Filter the material below down to the lines containing the word "annotate".
==*==
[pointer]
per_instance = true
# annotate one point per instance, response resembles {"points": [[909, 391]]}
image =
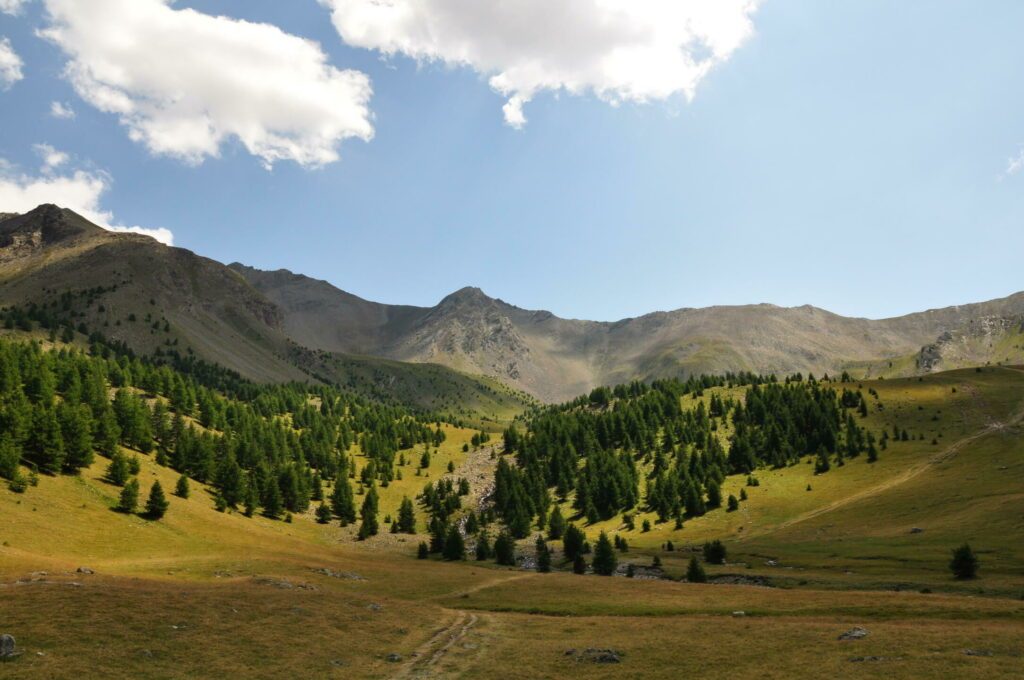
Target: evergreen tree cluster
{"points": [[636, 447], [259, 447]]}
==*==
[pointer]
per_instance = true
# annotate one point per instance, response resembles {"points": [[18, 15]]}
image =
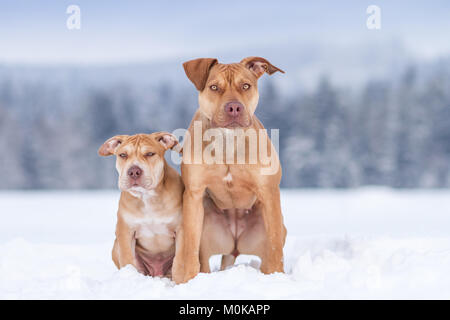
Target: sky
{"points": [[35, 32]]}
==*==
**Solution to this task**
# annotate one point per instance, response resembles {"points": [[909, 391]]}
# annotate one point per instance, response resembles {"points": [[18, 15]]}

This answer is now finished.